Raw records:
§ §

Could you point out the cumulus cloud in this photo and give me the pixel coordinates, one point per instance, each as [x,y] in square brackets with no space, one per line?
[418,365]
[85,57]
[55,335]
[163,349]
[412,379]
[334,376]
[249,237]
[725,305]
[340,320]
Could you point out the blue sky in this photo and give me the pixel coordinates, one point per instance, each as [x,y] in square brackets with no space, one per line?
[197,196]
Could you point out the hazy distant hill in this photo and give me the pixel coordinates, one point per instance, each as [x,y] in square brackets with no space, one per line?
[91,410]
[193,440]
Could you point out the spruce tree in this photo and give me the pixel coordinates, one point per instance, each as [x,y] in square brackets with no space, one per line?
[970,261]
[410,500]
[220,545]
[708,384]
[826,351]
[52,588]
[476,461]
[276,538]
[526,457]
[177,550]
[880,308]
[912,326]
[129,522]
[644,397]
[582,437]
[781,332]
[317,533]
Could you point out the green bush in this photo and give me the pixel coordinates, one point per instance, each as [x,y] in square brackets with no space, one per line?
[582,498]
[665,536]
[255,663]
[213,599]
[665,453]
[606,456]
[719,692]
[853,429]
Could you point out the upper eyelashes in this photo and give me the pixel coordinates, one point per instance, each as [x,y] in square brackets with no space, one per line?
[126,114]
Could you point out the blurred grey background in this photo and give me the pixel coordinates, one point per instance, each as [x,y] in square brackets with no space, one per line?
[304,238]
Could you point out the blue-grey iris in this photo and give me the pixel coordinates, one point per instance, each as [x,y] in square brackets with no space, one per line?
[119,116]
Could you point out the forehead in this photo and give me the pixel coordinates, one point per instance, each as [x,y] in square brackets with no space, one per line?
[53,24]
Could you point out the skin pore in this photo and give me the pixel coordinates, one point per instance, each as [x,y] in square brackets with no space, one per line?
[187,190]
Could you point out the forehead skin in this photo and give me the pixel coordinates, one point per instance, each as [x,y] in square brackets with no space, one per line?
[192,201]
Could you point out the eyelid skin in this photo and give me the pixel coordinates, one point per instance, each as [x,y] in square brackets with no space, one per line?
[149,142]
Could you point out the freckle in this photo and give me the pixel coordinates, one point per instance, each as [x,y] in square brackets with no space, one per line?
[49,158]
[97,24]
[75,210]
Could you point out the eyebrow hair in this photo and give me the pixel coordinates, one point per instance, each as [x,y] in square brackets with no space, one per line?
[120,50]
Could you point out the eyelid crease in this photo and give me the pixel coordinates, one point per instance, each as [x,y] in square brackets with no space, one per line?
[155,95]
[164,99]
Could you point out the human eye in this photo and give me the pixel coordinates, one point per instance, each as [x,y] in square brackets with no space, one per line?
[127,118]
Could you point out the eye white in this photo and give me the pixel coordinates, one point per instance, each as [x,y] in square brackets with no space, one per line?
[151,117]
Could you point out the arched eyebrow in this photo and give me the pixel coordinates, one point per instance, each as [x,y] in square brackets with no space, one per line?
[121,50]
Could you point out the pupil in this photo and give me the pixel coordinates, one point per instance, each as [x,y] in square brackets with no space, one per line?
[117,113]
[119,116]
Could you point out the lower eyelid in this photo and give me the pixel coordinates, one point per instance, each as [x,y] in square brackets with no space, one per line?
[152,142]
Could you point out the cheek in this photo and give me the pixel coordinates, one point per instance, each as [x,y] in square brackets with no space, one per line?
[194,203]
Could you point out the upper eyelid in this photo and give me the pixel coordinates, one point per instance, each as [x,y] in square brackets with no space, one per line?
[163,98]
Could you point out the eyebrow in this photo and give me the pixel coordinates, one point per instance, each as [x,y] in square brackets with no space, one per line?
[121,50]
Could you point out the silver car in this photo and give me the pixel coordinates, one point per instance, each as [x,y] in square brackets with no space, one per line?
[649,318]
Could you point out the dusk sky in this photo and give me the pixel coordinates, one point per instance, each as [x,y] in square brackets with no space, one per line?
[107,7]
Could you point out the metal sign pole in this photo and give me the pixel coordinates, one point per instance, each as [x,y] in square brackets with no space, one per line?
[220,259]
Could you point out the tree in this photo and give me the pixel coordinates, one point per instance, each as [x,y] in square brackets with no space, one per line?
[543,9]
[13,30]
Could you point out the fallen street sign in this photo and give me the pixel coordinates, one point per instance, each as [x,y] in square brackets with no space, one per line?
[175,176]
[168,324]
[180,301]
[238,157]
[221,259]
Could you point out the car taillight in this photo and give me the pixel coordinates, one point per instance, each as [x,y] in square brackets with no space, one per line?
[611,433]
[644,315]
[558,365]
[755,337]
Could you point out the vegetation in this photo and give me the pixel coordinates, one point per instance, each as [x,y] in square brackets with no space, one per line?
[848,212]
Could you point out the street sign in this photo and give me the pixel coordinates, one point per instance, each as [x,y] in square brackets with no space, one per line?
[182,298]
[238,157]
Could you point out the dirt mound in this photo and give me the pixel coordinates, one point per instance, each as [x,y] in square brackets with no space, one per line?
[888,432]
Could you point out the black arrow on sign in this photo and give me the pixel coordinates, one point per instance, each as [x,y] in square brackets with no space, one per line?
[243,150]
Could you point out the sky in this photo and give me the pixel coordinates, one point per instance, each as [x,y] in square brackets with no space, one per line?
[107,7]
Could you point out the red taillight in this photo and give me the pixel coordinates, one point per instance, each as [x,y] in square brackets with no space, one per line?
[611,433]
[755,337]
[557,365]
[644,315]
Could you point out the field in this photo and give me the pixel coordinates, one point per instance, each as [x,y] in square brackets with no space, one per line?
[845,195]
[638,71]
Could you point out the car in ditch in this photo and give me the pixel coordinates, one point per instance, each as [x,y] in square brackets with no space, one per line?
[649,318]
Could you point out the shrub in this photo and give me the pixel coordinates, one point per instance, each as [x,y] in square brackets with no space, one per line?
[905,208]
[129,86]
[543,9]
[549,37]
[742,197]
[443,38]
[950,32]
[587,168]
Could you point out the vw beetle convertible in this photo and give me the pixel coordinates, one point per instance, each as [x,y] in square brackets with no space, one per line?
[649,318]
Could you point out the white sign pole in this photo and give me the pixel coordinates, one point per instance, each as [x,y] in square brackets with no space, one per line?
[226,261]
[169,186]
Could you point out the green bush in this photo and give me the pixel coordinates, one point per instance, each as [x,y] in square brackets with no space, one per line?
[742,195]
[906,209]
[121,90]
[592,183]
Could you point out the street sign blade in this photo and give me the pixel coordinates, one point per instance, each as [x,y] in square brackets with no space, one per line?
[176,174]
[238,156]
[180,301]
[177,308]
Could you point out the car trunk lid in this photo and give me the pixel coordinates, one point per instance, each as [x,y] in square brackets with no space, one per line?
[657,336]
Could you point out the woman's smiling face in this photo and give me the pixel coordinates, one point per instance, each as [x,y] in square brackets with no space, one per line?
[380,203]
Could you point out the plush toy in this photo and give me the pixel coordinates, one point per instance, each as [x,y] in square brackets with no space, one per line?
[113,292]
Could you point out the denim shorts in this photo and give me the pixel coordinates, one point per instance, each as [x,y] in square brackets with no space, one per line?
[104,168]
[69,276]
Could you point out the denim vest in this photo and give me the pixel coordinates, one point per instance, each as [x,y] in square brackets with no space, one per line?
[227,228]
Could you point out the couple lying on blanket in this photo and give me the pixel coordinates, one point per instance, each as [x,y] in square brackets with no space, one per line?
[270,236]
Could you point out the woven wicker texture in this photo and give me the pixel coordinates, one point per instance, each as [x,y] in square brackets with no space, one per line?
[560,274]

§ §

■ What the task requires ■
Please extract exactly, and only, the lines from the line containing "Could you point out the woman's" through the last line of the records.

■ Task answer ■
Could you point out the woman's smiling face in this photo and give me the pixel coordinates, one point per instance, each as [x,y] in square brackets with no space, one per line?
[380,203]
Could you point out the plush toy in this photo and give me the pixel coordinates, one point per instance, each as [x,y] in square brackets with no space, one per line?
[113,292]
Could you point out the denim shorts in this photo and give me the pixel coordinates, one point per instance, each as [x,y] in square brackets with no space, one per line?
[104,168]
[69,276]
Could you point out the denim vest in this photo and give me the pixel coordinates, one point per instance, each as [x,y] in square brackets with no space, one per line?
[227,228]
Could you point out the couple lying on blanket in this photo and give me the pixel coordinates, one point per instance, each as [x,y] in square brackets with no space, one per line?
[270,236]
Could you point out the woven wicker texture in this photo and give me the pixel coordinates, one point per instance, each as [x,y] in square brackets with no space, one per line?
[560,274]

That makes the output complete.